» **Excerpt to read**
◆ ◆ ◆

# Protective, aggressive... Crazy??



## pinx05 (Dec 19, 2009)

It has been a while since I have been here so I will recap.

My husband brought home a GSD puppy a few months ago (she is about 6 months old now). She was free and for a while we weren't sure if she was a GSD. The vet thought she was about 5 weeks when we got her, contrary to what the previous owner told us. She is very small compared to other GSD's I have owned/seen. 
I have tried to do everything to socialize her... with other puppies, adult dogs, people, places... She still has play dates with other puppies, a Blue Heeler and a Doberman. They all get walked daily, and we have our one on one time as well as them all lounging around the house. 
She is a perfect dog except for one thing. We live on a highway and we get some pretty strange people that come around asking for things, so we took the gate out of the backyard so if my son was outside I didn't have to worry about him going out of the yard, or letting the dogs out, or someone else coming in. So if you want to go in that yard you have to go through the house. 
When someone pulls in the driveway she goes nuts, barking and showing every tooth in her head. I want her to 1) keep people out of that yard and 2) alert me when someone is here, but I think she is taking it a little extreme. If anyone gets near the fence she is doing everything in her power to get to them (including me and my husband). You can call her name and it doesn't stop her for one second. BUT if you come through the house she is fine... she loves everyone, doesn't mind if they are in the yard with her at all... She will try to eat someone while they are in the driveway but the minute they walk in the house she runs straight to them and starts loving on them.
I was in the front yard yesterday and when I work in that yard I have one of the dogs with me, I trade them off so they all get their turn and since their is no fence in that yard I know I can control one at a time if something happened... Anyway, we were out there and my husband pulls up, he just got off work. (She is supposed to be his dog) He walked in the yard and said "Hey Prairie" as he was walking to the door. She took off straight towards him and bit him, I called her and she ran back to me and sat down. I would have never thought she was going to bite him or I wouldn't have let her get that far. I guess she thinks that is what she was supposed to do... and I haven't been encouraging her behavior by any means. I'm just not sure what to do that won't deter her from wanting to protect, because I want her to do that, but I don't want an aggressive dog. There is NO reason for her to bite anyone that lives in this house either, we all spend time with her and she is perfect... until we are on the other side of the fence or someone walks in the front yard. If they are already outside when she goes out she is fine, it is just when she is there first.

◆ ◆ ◆

» **Provided material**
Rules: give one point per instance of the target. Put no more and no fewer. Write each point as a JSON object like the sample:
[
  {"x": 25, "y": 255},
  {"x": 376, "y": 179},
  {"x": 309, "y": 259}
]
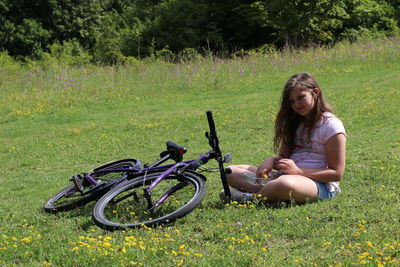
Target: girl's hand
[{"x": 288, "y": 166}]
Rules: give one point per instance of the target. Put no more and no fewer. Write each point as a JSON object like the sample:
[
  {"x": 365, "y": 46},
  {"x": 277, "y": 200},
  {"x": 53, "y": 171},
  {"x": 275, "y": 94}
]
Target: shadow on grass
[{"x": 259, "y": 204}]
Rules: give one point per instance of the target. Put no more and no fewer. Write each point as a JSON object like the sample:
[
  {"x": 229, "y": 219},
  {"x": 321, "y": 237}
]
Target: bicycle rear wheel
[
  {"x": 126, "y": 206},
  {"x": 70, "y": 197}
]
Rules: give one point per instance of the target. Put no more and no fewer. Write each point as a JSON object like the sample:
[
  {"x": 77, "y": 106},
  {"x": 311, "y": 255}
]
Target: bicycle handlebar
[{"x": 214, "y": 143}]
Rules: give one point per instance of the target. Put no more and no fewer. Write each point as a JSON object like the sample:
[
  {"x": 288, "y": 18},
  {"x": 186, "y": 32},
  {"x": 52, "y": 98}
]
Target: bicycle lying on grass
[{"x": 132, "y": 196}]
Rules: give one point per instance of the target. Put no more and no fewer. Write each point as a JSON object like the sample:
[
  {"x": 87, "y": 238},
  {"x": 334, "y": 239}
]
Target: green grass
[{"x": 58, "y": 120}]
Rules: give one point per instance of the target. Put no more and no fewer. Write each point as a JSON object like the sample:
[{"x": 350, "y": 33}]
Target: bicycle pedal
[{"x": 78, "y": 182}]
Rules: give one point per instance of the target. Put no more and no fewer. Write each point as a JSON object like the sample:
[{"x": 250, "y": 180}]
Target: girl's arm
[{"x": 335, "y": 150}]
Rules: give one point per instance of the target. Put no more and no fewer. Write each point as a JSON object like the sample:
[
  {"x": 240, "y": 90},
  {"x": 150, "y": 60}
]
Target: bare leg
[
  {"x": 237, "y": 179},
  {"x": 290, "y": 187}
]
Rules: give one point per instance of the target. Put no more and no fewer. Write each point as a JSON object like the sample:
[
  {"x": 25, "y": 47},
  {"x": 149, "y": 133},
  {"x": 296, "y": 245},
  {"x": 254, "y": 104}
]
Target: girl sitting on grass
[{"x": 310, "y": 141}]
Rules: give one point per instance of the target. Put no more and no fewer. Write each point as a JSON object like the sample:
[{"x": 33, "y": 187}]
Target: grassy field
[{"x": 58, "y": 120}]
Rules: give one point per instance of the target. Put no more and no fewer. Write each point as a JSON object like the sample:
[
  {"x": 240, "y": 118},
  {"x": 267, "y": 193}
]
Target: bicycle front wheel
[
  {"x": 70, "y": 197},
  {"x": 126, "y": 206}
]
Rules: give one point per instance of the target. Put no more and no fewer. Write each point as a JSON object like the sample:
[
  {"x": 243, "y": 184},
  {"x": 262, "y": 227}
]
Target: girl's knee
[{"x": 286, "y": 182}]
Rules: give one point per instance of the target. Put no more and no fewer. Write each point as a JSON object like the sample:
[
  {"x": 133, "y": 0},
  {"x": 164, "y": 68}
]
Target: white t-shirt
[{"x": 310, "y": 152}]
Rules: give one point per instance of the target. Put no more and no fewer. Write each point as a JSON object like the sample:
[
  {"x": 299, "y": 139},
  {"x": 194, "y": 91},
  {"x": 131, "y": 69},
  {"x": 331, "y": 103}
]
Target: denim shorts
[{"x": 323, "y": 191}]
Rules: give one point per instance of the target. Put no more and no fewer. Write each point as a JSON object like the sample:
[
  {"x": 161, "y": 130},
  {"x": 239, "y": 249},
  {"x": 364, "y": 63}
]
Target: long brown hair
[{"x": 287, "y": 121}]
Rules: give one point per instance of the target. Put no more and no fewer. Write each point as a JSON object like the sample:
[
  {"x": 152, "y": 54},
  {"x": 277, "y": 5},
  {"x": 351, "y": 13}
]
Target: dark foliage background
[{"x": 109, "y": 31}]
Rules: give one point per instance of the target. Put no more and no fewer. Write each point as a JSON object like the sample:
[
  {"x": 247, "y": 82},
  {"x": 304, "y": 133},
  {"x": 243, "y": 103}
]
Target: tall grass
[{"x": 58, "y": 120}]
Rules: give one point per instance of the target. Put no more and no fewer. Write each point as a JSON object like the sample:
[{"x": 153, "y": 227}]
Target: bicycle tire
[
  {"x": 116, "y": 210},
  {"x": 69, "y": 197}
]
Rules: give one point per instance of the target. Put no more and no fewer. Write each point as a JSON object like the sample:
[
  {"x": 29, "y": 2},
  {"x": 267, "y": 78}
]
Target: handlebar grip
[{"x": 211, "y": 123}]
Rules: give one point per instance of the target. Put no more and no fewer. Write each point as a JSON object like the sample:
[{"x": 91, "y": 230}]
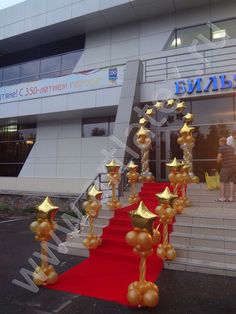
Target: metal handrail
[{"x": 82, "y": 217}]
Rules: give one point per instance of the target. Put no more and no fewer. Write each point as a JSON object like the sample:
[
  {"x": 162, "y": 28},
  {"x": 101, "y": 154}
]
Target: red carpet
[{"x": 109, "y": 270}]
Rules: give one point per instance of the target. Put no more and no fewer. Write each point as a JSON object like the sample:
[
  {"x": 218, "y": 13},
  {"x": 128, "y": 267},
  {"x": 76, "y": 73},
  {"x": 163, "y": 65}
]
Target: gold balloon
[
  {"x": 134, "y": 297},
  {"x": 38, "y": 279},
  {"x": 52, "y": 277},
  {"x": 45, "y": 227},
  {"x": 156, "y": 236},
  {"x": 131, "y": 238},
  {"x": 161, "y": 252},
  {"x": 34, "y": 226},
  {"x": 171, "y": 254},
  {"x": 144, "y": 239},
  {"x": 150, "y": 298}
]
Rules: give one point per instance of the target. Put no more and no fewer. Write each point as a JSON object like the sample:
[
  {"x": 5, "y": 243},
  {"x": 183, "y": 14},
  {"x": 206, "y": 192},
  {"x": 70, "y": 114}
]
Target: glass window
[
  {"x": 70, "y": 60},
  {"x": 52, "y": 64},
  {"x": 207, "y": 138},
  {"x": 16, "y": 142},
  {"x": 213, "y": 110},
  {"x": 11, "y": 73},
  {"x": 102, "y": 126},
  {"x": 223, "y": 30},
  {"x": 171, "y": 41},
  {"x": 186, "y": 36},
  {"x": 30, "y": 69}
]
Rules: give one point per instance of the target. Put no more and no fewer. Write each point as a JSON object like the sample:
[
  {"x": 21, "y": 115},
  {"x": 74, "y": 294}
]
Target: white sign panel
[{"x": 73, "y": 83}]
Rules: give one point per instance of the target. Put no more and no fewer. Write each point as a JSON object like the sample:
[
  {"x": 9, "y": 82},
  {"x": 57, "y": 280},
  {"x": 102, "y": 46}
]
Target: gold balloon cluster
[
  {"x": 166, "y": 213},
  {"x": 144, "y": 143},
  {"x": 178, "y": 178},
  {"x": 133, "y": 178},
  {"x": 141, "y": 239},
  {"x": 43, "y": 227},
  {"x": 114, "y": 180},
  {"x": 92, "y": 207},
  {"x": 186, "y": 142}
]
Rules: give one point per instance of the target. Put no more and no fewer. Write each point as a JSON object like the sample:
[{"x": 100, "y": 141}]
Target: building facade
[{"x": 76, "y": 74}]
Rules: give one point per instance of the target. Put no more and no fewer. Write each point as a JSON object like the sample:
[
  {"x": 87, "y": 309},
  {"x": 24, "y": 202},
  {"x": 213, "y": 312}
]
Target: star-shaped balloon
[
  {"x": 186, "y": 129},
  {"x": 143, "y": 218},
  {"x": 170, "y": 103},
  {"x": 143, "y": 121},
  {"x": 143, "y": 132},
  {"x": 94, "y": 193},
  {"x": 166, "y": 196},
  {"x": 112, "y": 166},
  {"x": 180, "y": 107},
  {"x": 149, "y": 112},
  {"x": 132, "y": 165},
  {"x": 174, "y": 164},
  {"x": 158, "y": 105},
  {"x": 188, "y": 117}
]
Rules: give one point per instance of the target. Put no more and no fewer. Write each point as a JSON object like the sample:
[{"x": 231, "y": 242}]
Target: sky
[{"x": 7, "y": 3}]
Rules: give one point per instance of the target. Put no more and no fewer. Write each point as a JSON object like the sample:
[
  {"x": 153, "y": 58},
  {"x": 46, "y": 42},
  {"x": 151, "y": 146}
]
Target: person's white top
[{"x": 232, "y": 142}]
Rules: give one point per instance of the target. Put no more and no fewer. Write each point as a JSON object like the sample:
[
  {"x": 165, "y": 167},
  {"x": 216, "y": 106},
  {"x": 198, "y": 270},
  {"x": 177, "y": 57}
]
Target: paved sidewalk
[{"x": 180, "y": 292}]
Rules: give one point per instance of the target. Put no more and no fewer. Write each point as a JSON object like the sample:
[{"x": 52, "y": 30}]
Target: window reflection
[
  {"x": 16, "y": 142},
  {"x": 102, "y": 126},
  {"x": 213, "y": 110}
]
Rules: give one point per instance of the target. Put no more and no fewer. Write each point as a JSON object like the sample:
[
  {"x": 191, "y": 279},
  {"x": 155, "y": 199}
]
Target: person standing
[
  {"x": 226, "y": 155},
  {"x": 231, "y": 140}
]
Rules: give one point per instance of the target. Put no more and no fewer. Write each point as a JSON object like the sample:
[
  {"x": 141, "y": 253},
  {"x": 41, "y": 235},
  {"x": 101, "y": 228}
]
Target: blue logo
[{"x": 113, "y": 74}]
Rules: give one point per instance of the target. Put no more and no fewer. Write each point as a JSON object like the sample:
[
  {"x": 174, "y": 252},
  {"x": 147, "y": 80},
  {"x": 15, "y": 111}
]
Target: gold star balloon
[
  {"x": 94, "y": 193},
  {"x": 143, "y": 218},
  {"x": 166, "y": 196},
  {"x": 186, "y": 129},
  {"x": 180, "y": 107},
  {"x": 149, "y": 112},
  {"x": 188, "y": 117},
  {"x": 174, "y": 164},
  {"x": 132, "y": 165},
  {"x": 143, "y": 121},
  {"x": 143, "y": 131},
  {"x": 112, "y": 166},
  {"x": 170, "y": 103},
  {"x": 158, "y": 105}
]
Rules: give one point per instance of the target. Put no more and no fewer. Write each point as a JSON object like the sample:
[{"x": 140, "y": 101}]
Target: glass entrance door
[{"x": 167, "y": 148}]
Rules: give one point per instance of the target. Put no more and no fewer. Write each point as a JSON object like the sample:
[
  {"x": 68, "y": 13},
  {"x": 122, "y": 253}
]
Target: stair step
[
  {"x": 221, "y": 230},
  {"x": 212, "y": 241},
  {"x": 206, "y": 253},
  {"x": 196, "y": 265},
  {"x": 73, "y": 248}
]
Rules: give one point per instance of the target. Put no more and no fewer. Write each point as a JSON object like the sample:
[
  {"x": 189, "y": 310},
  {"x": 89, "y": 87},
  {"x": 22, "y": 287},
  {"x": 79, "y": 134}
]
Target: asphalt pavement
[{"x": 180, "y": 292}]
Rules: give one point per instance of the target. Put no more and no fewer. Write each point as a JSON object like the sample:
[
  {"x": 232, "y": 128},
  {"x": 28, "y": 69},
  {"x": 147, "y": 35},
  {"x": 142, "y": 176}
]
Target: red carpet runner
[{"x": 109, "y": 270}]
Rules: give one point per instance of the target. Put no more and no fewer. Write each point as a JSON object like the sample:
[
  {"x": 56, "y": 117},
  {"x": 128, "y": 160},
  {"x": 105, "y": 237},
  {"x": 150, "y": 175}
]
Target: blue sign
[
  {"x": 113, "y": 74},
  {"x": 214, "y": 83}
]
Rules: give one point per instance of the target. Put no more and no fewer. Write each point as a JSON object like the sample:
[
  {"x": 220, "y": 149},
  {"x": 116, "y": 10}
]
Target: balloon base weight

◆ ◆ ◆

» **Short exercise A**
In the forum post about the German Shepherd puppy, swap "puppies" for "pups" in the passage between "## pinx05 (Dec" and "around the house.", inclusive, and write that passage out.
» **Short exercise B**
Name every kind of company or setting the poster says she has used to socialize the puppy.
» **Short exercise C**
Answer these from the post about the German Shepherd puppy:
(i) About how old is the puppy now?
(ii) About how old did the vet think she was when the family got her?
(iii) What did the dog do when the poster called her right after she bit the husband?

» **Task answer A**
## pinx05 (Dec 19, 2009)

It has been a while since I have been here so I will recap.

My husband brought home a GSD puppy a few months ago (she is about 6 months old now). She was free and for a while we weren't sure if she was a GSD. The vet thought she was about 5 weeks when we got her, contrary to what the previous owner told us. She is very small compared to other GSD's I have owned/seen. 
I have tried to do everything to socialize her... with other pups, adult dogs, people, places... She still has play dates with other pups, a Blue Heeler and a Doberman. They all get walked daily, and we have our one on one time as well as them all lounging around the house.

» **Task answer B**
Other puppies, adult dogs, people, places

» **Task answer C**
(i) About 6 months old
(ii) About 5 weeks old
(iii) She ran back to the poster and sat down.